What you are asked to do:
Please return the lines below verbatim, beginning at the one that has "out the dark" and stopping after the one that has "out the red", and add no other lines.

(Natural language region descriptions)

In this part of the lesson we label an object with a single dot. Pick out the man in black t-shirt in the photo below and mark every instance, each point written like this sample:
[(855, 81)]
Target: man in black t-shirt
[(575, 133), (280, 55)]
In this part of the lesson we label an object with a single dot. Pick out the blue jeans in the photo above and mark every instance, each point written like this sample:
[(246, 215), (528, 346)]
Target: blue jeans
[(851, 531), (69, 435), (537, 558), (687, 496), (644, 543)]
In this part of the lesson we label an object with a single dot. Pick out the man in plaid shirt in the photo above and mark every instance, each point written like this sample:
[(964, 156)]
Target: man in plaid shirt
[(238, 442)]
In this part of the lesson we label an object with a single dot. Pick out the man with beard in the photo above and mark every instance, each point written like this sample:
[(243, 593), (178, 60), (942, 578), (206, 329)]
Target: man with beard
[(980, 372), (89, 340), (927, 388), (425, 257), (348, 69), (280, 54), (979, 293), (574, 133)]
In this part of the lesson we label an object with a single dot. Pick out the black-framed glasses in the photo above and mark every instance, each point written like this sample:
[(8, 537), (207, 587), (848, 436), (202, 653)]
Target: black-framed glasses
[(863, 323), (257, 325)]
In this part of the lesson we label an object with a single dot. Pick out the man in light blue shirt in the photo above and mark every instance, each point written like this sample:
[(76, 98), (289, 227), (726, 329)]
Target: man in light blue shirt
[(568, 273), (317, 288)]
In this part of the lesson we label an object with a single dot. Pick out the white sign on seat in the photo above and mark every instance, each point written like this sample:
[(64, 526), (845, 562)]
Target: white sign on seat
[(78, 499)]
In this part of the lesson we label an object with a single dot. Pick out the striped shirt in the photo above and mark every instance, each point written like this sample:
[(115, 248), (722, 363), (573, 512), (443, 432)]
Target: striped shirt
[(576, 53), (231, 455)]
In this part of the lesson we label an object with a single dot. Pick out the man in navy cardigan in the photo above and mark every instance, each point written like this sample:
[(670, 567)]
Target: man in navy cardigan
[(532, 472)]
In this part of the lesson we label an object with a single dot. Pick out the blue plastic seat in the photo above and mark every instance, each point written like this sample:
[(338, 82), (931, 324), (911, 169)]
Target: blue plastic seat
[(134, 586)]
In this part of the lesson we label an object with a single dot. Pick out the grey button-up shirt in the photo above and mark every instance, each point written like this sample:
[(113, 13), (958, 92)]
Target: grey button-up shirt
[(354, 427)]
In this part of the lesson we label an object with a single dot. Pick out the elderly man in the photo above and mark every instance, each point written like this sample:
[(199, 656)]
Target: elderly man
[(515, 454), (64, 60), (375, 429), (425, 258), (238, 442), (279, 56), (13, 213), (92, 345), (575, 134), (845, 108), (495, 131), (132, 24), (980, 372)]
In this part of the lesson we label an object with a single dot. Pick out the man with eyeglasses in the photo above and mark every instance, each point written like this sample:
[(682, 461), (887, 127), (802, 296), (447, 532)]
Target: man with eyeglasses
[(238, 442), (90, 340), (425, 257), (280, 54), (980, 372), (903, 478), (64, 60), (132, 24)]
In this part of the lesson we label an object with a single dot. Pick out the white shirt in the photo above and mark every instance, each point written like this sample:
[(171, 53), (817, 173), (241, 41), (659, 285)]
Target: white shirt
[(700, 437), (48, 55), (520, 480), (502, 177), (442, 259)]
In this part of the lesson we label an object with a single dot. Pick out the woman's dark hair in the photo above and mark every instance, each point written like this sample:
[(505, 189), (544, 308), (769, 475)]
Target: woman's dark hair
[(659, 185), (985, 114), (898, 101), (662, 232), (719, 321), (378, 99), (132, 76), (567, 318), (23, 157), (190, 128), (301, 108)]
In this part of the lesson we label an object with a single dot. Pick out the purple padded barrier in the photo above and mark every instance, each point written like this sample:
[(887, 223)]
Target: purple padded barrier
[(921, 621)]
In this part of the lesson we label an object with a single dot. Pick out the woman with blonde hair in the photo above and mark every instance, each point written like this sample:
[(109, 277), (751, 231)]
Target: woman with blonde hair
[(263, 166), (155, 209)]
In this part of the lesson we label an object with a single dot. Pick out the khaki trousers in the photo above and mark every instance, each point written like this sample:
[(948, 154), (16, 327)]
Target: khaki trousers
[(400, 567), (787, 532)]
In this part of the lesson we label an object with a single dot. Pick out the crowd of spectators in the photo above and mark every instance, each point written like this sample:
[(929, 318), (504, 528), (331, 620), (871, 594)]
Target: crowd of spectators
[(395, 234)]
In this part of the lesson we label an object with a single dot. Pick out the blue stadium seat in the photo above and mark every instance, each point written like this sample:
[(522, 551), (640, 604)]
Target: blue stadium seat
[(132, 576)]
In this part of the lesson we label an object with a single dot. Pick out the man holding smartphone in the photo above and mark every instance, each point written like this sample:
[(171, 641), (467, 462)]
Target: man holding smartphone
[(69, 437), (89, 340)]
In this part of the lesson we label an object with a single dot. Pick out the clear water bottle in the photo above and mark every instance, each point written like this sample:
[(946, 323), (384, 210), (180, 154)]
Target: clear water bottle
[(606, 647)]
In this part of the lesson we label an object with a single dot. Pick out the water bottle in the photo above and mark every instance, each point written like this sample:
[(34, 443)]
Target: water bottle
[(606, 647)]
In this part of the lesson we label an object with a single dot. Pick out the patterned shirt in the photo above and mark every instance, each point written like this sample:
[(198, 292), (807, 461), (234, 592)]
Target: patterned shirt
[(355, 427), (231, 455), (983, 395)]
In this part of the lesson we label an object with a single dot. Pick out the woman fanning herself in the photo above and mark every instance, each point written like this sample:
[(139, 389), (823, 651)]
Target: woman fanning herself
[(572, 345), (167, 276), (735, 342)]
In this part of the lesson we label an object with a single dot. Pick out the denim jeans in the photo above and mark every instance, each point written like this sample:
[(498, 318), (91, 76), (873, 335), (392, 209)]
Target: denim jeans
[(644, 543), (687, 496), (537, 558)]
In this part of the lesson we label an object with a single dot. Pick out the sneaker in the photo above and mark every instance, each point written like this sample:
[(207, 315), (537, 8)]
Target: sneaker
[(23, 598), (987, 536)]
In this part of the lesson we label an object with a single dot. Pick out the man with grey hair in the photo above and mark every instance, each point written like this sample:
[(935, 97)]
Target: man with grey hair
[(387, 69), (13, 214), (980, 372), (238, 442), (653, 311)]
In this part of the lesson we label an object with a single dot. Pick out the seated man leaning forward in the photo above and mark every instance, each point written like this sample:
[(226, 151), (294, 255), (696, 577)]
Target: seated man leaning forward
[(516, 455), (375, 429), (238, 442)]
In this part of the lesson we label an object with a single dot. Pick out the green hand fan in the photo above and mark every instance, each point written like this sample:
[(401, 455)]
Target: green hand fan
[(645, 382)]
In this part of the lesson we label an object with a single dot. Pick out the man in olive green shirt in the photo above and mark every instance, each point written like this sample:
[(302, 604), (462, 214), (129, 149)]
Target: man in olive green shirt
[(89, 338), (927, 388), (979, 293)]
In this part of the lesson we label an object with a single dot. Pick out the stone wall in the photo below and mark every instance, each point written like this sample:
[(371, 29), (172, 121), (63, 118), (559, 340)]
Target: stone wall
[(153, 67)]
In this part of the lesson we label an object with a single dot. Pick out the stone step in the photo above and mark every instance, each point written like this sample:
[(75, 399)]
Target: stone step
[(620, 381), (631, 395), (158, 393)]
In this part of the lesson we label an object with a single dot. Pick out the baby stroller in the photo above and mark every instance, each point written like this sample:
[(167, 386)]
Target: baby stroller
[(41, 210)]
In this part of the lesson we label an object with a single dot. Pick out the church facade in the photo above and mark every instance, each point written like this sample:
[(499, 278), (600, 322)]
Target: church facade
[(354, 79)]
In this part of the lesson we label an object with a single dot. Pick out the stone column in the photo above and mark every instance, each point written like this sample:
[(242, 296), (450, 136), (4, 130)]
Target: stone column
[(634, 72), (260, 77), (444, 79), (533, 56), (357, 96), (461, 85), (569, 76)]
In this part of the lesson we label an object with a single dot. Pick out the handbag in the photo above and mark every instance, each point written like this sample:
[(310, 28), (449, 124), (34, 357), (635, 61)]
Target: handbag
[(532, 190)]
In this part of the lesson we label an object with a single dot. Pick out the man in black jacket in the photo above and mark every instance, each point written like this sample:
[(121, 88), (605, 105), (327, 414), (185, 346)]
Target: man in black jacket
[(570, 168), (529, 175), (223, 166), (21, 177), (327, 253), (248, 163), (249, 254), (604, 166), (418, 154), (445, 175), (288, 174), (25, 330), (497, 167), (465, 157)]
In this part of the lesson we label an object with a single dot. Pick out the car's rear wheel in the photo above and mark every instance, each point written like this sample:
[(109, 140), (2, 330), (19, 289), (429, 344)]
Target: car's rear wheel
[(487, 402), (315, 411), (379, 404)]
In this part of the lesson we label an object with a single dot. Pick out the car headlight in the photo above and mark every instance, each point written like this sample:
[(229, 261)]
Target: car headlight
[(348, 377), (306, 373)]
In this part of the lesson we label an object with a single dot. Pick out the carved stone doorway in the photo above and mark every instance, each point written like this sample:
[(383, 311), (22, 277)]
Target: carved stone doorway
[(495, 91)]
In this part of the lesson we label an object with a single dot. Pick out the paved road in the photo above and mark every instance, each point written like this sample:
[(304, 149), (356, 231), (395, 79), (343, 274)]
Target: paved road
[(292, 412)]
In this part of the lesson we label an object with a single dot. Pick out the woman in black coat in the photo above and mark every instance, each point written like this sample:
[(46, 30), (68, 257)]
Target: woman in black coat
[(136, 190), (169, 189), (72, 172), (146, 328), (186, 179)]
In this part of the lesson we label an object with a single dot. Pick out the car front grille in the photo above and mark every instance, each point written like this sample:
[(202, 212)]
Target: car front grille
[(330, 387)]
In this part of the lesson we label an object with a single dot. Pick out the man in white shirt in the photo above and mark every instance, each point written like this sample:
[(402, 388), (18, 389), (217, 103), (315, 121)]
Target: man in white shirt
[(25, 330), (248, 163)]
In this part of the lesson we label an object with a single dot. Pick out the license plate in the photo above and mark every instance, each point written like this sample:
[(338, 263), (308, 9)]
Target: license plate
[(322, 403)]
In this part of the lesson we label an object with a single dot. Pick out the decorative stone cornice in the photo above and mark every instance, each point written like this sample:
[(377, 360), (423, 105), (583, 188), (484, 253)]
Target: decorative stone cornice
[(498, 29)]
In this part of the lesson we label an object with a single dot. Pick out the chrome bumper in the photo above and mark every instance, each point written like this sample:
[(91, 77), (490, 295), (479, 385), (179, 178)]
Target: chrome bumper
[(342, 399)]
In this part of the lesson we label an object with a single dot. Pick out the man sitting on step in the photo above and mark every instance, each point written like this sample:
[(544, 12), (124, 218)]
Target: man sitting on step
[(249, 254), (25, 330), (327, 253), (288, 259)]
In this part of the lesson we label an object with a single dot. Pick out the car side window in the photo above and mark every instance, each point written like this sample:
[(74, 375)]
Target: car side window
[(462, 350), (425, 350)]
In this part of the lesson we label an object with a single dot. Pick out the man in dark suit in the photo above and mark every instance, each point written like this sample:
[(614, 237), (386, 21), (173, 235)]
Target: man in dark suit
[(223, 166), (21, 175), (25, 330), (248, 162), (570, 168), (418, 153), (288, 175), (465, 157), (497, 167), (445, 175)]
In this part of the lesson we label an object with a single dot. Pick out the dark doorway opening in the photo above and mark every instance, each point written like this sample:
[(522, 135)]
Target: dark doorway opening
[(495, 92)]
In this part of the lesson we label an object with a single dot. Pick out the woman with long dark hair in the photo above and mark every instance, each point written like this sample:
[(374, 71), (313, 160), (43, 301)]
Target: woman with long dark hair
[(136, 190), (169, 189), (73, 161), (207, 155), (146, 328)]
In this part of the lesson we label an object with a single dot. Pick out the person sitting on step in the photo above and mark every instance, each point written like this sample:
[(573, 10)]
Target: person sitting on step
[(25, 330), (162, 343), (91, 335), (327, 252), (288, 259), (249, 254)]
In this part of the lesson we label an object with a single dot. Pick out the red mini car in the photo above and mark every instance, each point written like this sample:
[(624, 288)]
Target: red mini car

Expected answer:
In this part of the lesson we label an object with a single dot. Pick out the dark doorway opening in the photo above and mark every instance, each point written like this sample:
[(522, 135)]
Target: dark doorway opening
[(495, 92)]
In this part of the lesson we label an object with a single dot. Pick out the woman with long dark hair in the photo above and mark every instance, each point written like this sample:
[(374, 71), (313, 160), (43, 301)]
Target: woman with long dark hair
[(136, 190), (169, 189), (73, 161), (207, 155), (146, 328)]
In this part of the lesson we label an object with a single dot. Pick out the person sitting on step in the photo above and mark every instance, each point written like this sample:
[(573, 10)]
Target: person sitting on step
[(25, 330), (162, 343), (91, 335), (327, 252), (288, 259), (249, 254)]
In this part of the lesson we label an object with a single dot. Pick out the red mini car in the photo above and mark every instance, each point written like this sample:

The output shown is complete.